> [WRITTEN PROBLEM]: Copy out the entries exactly, from the first line to the last.

════════════════

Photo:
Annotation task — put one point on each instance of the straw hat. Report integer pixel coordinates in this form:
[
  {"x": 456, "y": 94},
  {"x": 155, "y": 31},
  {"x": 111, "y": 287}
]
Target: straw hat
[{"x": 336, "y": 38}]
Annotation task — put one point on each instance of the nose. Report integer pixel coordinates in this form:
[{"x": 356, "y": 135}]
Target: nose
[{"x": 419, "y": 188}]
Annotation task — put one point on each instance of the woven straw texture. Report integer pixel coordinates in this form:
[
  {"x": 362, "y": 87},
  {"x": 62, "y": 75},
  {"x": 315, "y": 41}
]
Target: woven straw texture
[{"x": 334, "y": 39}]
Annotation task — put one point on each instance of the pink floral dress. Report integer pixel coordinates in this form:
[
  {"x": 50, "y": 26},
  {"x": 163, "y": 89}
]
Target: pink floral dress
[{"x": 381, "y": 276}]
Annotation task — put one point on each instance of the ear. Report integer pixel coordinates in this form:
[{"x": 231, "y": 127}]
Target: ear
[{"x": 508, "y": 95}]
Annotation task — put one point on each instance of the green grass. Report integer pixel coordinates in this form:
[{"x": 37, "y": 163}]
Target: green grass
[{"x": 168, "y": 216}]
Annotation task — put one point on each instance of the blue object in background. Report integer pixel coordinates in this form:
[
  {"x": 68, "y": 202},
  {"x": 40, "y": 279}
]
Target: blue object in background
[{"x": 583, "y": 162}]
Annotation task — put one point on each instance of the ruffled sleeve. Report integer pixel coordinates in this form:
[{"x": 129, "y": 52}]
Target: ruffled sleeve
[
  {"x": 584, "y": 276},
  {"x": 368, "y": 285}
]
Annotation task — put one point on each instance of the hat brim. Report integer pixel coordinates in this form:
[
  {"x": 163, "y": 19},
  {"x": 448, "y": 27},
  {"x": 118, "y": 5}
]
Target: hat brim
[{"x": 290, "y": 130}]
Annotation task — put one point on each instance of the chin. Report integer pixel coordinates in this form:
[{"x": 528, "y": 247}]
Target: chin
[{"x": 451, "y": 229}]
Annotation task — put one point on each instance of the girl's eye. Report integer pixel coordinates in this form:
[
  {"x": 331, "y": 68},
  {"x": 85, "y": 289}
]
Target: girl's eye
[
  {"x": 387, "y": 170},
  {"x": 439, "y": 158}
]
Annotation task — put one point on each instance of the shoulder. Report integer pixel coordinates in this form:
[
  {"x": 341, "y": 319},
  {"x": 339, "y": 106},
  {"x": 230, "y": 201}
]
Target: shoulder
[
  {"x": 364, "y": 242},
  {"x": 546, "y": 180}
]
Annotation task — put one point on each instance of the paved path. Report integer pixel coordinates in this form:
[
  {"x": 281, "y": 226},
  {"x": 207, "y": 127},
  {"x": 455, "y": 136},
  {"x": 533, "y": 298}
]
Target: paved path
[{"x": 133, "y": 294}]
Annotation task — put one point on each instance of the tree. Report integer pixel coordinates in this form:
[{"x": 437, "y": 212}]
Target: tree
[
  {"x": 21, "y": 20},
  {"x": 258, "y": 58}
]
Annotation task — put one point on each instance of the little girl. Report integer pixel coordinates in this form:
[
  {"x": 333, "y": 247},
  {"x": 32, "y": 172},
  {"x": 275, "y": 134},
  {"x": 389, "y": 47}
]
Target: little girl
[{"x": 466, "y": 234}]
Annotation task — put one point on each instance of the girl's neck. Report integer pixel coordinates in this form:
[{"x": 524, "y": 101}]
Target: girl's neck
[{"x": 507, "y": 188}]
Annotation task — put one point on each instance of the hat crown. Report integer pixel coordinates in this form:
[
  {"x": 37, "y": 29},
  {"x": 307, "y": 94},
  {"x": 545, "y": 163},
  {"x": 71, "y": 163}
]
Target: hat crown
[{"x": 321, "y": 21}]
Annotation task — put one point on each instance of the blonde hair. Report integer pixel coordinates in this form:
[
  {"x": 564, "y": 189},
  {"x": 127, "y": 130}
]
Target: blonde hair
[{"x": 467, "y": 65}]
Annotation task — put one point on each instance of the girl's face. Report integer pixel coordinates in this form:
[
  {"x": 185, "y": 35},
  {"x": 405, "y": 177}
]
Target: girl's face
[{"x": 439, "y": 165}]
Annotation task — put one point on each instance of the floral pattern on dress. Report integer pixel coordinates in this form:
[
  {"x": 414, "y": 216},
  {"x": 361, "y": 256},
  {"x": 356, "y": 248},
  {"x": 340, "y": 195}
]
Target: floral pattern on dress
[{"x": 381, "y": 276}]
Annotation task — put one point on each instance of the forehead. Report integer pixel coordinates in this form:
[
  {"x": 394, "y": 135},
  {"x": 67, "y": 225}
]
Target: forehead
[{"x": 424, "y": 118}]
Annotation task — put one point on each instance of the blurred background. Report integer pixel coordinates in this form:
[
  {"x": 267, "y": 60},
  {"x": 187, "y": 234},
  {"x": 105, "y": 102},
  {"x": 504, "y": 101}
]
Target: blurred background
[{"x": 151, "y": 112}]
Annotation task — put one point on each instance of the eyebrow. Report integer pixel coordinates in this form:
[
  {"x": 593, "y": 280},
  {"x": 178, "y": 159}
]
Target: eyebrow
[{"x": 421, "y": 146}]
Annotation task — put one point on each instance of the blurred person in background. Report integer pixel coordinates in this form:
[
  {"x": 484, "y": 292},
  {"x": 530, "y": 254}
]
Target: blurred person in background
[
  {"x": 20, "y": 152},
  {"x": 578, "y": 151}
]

════════════════

> [FINISHED TASK]:
Photo:
Annotation task — put one point on each instance of the straw hat. Report integer pixel coordinates in this form:
[
  {"x": 456, "y": 94},
  {"x": 155, "y": 31},
  {"x": 111, "y": 287}
]
Target: straw hat
[{"x": 336, "y": 38}]
Annotation task — put one point on each instance of the nose. Report integer pixel coordinates in this form:
[{"x": 356, "y": 135}]
Target: nose
[{"x": 419, "y": 188}]
Annotation task — put one point on each instance of the woven straw texture. Report integer pixel coordinates in this form:
[
  {"x": 362, "y": 87},
  {"x": 62, "y": 75},
  {"x": 315, "y": 41}
]
Target: woven straw texture
[{"x": 334, "y": 39}]
Annotation task — put one point on each instance of the pink floral dress. Report integer pixel coordinates in this form:
[
  {"x": 50, "y": 26},
  {"x": 163, "y": 89}
]
Target: pink floral dress
[{"x": 381, "y": 276}]
Annotation task — put one point on each instance of the ear. Report integer pixel coordinates in this form:
[{"x": 231, "y": 127}]
Target: ear
[{"x": 508, "y": 95}]
Annotation task — put one point on each instance of the green grass. Report integer pixel coordinates in this form:
[{"x": 37, "y": 163}]
Target: green grass
[{"x": 168, "y": 216}]
Annotation task — put one point on each instance of the blue object in background. Report integer pixel coordinates in this form:
[
  {"x": 68, "y": 202},
  {"x": 40, "y": 279}
]
Target: blue object in background
[{"x": 583, "y": 162}]
Annotation task — put one point on each instance of the ruffled sleeve. Report integer pixel coordinates in this form:
[{"x": 129, "y": 52}]
Target: ruffled sleeve
[
  {"x": 584, "y": 276},
  {"x": 368, "y": 285}
]
Annotation task — put one point on each instance of the hat brim. Report integer pixel coordinates in this form:
[
  {"x": 163, "y": 19},
  {"x": 448, "y": 27},
  {"x": 118, "y": 5}
]
Target: hat brim
[{"x": 290, "y": 130}]
Annotation task — put one point on each instance of the chin. Report integer pixel coordinates in this form:
[{"x": 528, "y": 247}]
Target: chin
[{"x": 451, "y": 229}]
Annotation task — put one point on each instance of the girl's eye. Report integer pixel coordinates in this form:
[
  {"x": 331, "y": 68},
  {"x": 85, "y": 289}
]
Target: girl's eye
[
  {"x": 387, "y": 170},
  {"x": 439, "y": 158}
]
Annotation task — put one point on each instance of the shoulder. Report integer pixel coordinates in this form:
[
  {"x": 341, "y": 319},
  {"x": 339, "y": 106},
  {"x": 230, "y": 201}
]
Target: shoulder
[
  {"x": 364, "y": 242},
  {"x": 546, "y": 180}
]
Annotation task — put one point on each instance of the paved path. Report integer pixel coordinates in this form:
[
  {"x": 281, "y": 226},
  {"x": 207, "y": 127},
  {"x": 455, "y": 136},
  {"x": 533, "y": 298}
]
Target: paved path
[{"x": 133, "y": 294}]
Annotation task — put one point on each instance of the tree. Report integer pixel coordinates in this form:
[{"x": 437, "y": 212}]
Target: tree
[
  {"x": 21, "y": 20},
  {"x": 258, "y": 58}
]
Annotation task — put one point on each instance of the little girl. Report integer pixel coordinates in this form:
[
  {"x": 333, "y": 247},
  {"x": 32, "y": 172},
  {"x": 275, "y": 134},
  {"x": 389, "y": 47}
]
Target: little girl
[{"x": 466, "y": 234}]
Annotation task — put one point on each instance of the girl's neck. Report integer pixel coordinates in this form:
[{"x": 524, "y": 101}]
Target: girl's neck
[{"x": 507, "y": 188}]
Annotation task — put one point on each instance of the hat crown. Report integer pixel coordinates in this form:
[
  {"x": 37, "y": 29},
  {"x": 307, "y": 94},
  {"x": 545, "y": 163},
  {"x": 71, "y": 163}
]
Target: hat crown
[{"x": 321, "y": 21}]
Annotation task — put one point on each instance of the blonde hair. Report integer pixel coordinates in this form:
[
  {"x": 564, "y": 189},
  {"x": 127, "y": 130}
]
Target: blonde hair
[{"x": 467, "y": 65}]
Annotation task — put one point on each instance of the girl's face. Report integer pixel coordinates in this form:
[
  {"x": 185, "y": 35},
  {"x": 405, "y": 177}
]
Target: girl's face
[{"x": 439, "y": 165}]
Annotation task — put one point on each instance of the floral pattern on dress. Report integer pixel coordinates in this form:
[
  {"x": 414, "y": 216},
  {"x": 361, "y": 256},
  {"x": 356, "y": 248},
  {"x": 340, "y": 195}
]
Target: floral pattern on dress
[{"x": 381, "y": 276}]
Annotation task — put one point on each instance of the forehead. Report integer pixel coordinates in this form:
[
  {"x": 394, "y": 135},
  {"x": 67, "y": 225}
]
Target: forehead
[{"x": 424, "y": 118}]
Annotation task — put one point on each instance of the blurred background. Report integer pixel coordinates in this form:
[
  {"x": 267, "y": 60},
  {"x": 187, "y": 234},
  {"x": 105, "y": 102},
  {"x": 504, "y": 101}
]
Target: blurred background
[{"x": 151, "y": 112}]
Annotation task — put one point on each instance of the eyebrow. Report integer pixel coordinates in this form:
[
  {"x": 593, "y": 280},
  {"x": 178, "y": 159}
]
Target: eyebrow
[{"x": 421, "y": 146}]
Annotation task — put one point on each instance of the blurred person in background. Report integer pixel coordinates in this form:
[
  {"x": 484, "y": 292},
  {"x": 530, "y": 254}
]
Target: blurred person in background
[
  {"x": 20, "y": 152},
  {"x": 578, "y": 151}
]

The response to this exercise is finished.